## PAGE TEXT
»»
Ernst-Thälmann-Park is a park in the centre of the Prenzlauer Berg district in Berlin. It was laid out in 1986 at the site of a former coal gas plant and named after the former Communist party leader Ernst Thälmann (1886–1944).

The former plant, built in 1874, was closed in 1981, with the last gasometer demolished in 1984. In honor of Berlin's 750-year jubilee, the East German government drew up plans for an "inhabited park", including a memorial, a public pool, a planetarium, a school, and a housing estate for 4,000 residents. The park was inaugurated on 16 April 1986, Thälmann's hundredth birthday. The soil and groundwater were extensively contaminated with cyanides, phenols and tar that had to be cleared by excavation and bioremediation after German reunification. Though there had been some discussion about the name, a majority of local inhabitants voted against a change in 1997. Today the park features public houses as well as art galleries and a small theatre at the former administrative building of the gas plant.

The 14 m (46 ft) Ernst Thälmann bronze monument was created by Soviet sculptor Lev Kerbel between 1981 and 1986. Some plaques with political slogans were removed in the 1990s. The monument remains a protected landmark today.

Since the early 2000s, the Ernst Thälmann bronze monument has become an internationally famous skateboarding spot. Memorable skateboarders such as Dylan Rieder and Kenny Hopf have performed at the venue, with Hopf filming a video there during the COVID-19-lockdown in 2020.
««
## EXTRACTED INFORMATION
»»
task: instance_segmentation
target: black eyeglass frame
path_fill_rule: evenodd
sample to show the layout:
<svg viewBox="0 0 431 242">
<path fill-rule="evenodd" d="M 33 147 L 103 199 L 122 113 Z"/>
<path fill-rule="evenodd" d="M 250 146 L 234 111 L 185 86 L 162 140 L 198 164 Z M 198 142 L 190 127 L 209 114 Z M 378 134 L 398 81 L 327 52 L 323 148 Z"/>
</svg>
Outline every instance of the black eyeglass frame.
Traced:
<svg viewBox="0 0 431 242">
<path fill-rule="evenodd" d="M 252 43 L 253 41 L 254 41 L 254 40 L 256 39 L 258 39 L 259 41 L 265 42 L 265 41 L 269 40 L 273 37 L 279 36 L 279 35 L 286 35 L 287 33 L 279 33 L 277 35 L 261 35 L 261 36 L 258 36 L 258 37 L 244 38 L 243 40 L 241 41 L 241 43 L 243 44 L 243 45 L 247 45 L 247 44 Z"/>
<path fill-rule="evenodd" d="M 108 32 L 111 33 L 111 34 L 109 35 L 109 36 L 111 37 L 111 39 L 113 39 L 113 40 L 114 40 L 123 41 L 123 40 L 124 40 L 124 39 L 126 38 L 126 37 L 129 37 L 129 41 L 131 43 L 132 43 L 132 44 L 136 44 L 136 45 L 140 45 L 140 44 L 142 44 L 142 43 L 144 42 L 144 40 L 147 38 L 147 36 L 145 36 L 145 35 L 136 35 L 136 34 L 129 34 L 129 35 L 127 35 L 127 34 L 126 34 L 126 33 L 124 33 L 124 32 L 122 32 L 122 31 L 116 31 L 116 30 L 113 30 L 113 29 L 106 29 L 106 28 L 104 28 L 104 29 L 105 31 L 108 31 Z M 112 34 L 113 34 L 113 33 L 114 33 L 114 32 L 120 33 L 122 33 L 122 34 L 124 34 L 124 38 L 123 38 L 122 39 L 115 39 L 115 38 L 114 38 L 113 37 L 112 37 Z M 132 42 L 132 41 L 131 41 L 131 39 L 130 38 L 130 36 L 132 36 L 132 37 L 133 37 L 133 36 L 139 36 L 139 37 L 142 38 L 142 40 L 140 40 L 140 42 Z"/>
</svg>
««
## PROBLEM TO WORK ON
Summarize the text on Ernst-Thälmann-Park in three sentences. The material comes from a source other than the text on Ernst-Thälmann-Park.

## RESULT FOR THIS TASK
Ernst-Thälmann-Park is a park in Berlin's Prenzlauer Berg district, laid out in 1986 on the site of a former coal gas plant and named after the former Communist party leader Ernst Thälmann. It was inaugurated on 16 April 1986, Thälmann's hundredth birthday, and its contaminated soil and groundwater had to be cleared after German reunification. The park's 14 m bronze Thälmann monument, created by Soviet sculptor Lev Kerbel, remains a protected landmark and has become an internationally famous skateboarding spot since the early 2000s.